Pull out every line below that contains the word "modern", and copy each one in full.

** start DATA SHOWN **

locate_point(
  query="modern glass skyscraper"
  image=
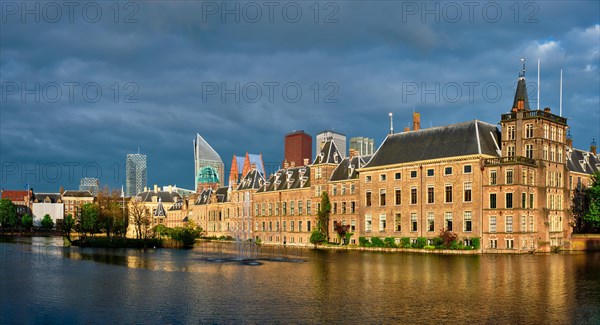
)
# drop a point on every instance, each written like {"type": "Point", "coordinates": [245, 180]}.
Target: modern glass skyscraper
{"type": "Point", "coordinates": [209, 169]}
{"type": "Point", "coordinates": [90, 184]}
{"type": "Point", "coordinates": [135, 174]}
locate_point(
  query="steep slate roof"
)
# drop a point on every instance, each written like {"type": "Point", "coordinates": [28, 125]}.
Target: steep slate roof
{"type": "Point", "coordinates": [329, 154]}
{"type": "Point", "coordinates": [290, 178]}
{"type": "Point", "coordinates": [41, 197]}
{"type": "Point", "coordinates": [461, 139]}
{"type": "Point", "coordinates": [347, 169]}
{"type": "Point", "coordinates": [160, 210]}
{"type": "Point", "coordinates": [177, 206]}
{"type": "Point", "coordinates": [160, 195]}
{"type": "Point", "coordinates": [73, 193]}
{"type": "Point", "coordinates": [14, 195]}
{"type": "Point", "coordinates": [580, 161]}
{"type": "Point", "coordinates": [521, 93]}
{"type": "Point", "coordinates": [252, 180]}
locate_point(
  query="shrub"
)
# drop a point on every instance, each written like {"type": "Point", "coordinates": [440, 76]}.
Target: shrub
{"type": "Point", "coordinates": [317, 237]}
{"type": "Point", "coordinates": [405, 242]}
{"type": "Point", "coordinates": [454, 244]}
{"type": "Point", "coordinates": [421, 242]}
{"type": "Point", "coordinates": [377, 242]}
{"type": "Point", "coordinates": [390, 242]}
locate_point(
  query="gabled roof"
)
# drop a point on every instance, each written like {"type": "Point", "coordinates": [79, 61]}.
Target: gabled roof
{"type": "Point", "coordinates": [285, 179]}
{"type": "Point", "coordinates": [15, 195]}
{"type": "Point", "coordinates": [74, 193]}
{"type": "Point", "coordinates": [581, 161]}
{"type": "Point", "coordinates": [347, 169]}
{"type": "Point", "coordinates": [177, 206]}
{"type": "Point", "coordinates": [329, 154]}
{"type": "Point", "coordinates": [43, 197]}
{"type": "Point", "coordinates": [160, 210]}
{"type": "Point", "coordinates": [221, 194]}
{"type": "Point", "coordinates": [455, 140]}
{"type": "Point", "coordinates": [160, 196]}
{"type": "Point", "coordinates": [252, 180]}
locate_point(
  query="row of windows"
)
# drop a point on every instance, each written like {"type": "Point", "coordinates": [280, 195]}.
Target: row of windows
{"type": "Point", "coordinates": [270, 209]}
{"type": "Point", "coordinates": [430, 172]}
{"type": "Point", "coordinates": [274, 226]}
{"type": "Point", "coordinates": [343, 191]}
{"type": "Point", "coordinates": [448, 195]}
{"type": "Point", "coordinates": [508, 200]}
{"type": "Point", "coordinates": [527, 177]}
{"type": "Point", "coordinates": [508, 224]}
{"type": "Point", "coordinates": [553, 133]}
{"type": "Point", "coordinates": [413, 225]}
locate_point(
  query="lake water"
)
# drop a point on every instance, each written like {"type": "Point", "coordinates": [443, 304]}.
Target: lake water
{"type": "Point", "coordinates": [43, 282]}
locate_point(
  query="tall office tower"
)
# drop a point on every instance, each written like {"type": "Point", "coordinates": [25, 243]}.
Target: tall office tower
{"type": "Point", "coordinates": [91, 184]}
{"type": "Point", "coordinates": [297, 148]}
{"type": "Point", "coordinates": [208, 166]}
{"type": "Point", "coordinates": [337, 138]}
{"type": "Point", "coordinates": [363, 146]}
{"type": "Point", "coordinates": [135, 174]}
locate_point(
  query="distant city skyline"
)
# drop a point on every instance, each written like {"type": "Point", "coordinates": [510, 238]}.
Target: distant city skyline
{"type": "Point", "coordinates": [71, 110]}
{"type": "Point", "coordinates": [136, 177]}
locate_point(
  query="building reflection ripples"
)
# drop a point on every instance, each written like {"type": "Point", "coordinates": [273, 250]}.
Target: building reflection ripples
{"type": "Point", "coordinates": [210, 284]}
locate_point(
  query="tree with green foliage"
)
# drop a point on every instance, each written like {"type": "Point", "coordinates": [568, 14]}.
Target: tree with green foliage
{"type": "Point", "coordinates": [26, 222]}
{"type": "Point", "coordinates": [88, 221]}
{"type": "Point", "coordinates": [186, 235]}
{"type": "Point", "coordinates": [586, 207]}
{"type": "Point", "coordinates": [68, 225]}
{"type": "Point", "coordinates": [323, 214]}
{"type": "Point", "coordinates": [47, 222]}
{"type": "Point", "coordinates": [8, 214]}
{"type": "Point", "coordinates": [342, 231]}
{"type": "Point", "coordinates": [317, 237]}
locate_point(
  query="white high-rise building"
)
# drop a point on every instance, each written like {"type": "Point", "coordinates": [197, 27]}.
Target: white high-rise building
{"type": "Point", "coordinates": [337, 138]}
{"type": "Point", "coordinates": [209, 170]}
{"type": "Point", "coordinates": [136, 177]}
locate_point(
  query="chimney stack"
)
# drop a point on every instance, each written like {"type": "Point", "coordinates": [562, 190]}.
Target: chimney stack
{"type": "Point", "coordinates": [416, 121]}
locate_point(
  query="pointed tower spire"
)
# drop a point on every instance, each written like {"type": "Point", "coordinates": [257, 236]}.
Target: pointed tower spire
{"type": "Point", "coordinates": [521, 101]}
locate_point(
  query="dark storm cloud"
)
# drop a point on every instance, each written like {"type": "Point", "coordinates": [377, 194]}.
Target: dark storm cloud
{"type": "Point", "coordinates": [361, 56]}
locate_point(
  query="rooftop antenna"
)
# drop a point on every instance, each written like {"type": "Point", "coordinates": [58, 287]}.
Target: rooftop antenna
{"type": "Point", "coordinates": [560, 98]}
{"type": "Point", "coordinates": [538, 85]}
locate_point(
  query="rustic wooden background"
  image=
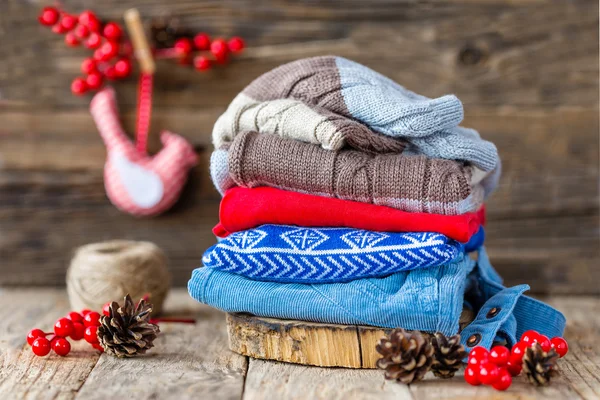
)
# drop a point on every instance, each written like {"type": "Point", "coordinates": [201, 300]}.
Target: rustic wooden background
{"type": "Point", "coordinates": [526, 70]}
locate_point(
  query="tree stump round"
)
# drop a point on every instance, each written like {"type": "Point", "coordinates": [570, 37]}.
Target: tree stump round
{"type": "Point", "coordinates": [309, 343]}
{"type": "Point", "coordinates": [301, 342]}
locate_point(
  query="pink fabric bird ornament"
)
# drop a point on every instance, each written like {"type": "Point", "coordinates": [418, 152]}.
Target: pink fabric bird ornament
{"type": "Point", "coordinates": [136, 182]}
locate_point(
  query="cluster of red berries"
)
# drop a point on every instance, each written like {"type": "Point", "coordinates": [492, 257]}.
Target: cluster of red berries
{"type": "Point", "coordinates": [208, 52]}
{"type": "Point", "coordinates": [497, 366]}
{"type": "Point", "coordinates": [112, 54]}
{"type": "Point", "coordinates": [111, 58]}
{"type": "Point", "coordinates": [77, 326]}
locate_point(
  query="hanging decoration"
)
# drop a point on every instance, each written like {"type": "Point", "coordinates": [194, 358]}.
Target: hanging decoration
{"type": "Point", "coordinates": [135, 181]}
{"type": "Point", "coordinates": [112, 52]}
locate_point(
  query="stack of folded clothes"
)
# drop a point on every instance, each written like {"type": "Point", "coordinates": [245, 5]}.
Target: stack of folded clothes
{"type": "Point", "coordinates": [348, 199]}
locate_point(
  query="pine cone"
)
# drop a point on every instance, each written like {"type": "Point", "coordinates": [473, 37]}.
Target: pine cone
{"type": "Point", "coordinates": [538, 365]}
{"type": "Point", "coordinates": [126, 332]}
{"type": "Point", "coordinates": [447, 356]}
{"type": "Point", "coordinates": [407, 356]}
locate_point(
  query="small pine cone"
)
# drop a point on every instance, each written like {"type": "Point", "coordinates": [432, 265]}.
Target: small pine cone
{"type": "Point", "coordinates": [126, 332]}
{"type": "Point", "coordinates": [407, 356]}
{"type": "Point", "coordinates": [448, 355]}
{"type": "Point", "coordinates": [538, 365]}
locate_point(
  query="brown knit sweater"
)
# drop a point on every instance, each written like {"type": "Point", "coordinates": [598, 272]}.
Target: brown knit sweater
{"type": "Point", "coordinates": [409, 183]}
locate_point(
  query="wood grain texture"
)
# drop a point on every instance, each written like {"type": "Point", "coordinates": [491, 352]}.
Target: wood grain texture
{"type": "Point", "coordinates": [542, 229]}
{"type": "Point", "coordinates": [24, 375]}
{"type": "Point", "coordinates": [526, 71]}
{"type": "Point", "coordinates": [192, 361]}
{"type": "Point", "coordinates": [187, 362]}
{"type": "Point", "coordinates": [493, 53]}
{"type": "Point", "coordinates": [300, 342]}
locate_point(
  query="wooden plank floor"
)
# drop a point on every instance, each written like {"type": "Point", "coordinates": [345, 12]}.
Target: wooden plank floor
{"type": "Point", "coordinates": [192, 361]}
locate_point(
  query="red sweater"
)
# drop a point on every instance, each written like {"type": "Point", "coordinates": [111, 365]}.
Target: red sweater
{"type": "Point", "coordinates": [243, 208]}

** end DATA SHOWN **

### SOLUTION TO THE EXERCISE
  query="modern glass skyscraper"
Target: modern glass skyscraper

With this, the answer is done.